··· PASSAGE FOR REVIEW
The virtual swearing-in ceremony, where Multnomah County Circuit Court Judge Nan Waller administered each oath of office, came just a day after supporters of President Donald Trump raided and vandalized the U.S. Capitol.
And as she welcomed the return of her colleagues for new four-year terms — continuing a historic Board of Commissioners made up entirely of women, with a majority of women of color — Multnomah County Chair Deborah Kafoury said the “terrifying” display at the Capitol “revealed in almost surreal extremes the weight and reach of the extraordinary responsibility we agree to take on when we take the oath of office.”
“The Commissioners who will be sworn in today were re-elected because their constituents saw these three women demonstrate those qualities throughout their first terms,” Chair Kafoury said. “I can’t overstate how proud I am to have served and continue to serve on this historic iteration of the board of Multnomah County commissioners.”
Each returning commissioner reflected on their first terms — punctuated by the County’s public health leadership role in addressing the COVID-19 pandemic. And they highlighted their second-term priorities while expressing gratitude for the privilege of serving as a Multnomah County elected official.
“When I first ran for office I felt that my background working on the front line in healthcare would inform my policy work as a commissioner,” said Commissioner Meieran, who still works shifts as an emergency room doctor. “I could never have imagined how connected these roles would be.”
“I have continued to work emergency medicine shifts not because I have to, but because I love it,” she continued. “I engage with the people we serve in the County. I hear the perspectives of my patients, co-workers at all levels. I see how the healthcare system interfaces with all the work we do. Continuing to do the work that inspired me to run for office in the first place keeps me grounded and has provided invaluable insight to complement my role at the County.”
······
··· DATASET RECORDS
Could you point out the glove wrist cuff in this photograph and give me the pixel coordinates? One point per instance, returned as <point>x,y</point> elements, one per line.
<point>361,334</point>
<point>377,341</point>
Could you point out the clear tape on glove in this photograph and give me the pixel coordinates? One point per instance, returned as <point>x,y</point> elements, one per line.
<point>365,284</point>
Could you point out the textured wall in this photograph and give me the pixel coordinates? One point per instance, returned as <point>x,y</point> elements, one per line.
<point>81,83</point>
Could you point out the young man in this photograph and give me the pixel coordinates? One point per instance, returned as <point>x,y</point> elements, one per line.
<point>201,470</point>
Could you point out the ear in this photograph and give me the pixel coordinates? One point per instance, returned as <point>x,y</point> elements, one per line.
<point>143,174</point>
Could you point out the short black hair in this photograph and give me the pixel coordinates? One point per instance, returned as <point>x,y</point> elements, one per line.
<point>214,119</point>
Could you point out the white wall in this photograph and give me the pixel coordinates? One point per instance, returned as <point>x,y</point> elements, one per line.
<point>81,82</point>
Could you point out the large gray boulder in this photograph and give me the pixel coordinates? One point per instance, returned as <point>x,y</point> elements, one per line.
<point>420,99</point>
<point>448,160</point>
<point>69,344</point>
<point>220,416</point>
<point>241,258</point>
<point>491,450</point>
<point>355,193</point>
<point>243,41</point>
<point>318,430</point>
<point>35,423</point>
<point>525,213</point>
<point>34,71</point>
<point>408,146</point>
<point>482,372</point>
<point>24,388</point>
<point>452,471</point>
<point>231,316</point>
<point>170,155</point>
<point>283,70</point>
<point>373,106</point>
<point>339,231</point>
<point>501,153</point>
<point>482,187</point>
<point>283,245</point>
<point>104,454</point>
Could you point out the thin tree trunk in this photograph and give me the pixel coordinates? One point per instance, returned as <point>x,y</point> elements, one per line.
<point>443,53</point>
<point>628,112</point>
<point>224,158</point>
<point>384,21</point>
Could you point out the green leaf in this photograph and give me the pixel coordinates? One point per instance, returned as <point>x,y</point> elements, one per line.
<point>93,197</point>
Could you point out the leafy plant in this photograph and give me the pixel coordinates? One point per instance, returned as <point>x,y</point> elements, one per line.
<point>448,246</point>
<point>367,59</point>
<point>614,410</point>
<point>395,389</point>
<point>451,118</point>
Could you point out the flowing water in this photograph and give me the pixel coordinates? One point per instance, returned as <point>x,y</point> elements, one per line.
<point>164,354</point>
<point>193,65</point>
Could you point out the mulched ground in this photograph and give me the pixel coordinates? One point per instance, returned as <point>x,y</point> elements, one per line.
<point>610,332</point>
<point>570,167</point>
······
_WORK ORDER A_.
Answer these questions about the Multnomah County swearing-in article, each on its own line:
(i) Who administered each oath of office?
(ii) How long are the commissioners' new terms?
(iii) In what role does Commissioner Meieran still work shifts?
_WORK ORDER B_. Carry the Multnomah County swearing-in article forward from its final sentence.

_TASK OUTPUT A_.
(i) Multnomah County Circuit Court Judge Nan Waller
(ii) Four years
(iii) As an emergency room doctor

_TASK OUTPUT B_.
Commissioner Vega Pederson, joined by her husband and two children, said she was proud of the way the community came together to pass one of her signature efforts, the Preschool For All ballot measure approved last fall.
She also acknowledged the connections between the ongoing COVID-19 pandemic, the racial unrest reignited by the police killing of George Floyd, and the push for environmental justice, saying they “motivate me to keep doing more to create and shape a world where every person has an equal chance to thrive and where we don’t shy away from the big challenges that confront us around economic justice, racism, our climate crisis and strengthening our democracy.”
Commissioner Stegmann reflected on being the first Asian American and Korean to serve on the board. She pledged to continue her commitment to better serving and engaging with residents of east Multnomah County.
Last year, the Board advanced a plan for new affordable housing in Troutdale. And voters joined Stegmann in supporting a Multnomah County Library ballot measure that will bring a new flagship library to east County.
“To think how far an abandoned baby from Seoul, South Korea, could go in life, if given the chance,” she said, “is what motivates and drives me every time I look into the eyes of those in need.”